• **Problem to work on**:
Format the material below as a two-column CSV with the headers text and output, giving one row per item. Enclose each field in double quotes and replace any line breaks within a field with spaces.

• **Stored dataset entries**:
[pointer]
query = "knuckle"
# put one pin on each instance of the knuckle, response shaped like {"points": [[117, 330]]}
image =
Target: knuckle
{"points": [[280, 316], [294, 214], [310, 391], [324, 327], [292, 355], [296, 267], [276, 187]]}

• **Written solution**:
text,output
"[pointer] query = ""knuckle"" # put one pin on each instance of the knuckle, response shaped like {""points"": [[117, 330]]} image = Target: knuckle","{""points"": [[280, 316], [294, 214], [310, 391], [324, 327], [292, 355], [296, 267], [276, 187]]}"